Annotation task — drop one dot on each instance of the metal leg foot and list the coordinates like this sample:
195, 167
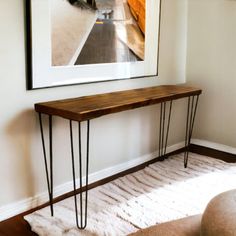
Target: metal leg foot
83, 205
164, 129
191, 113
49, 178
....
Take every entry and repeat it verbatim, minus the pictures.

• Response to the exercise:
Annotation task — drop one dot on each instance of the metal leg foot and list the coordinates like this sample:
195, 167
Target: metal leg foot
83, 205
164, 129
191, 113
49, 178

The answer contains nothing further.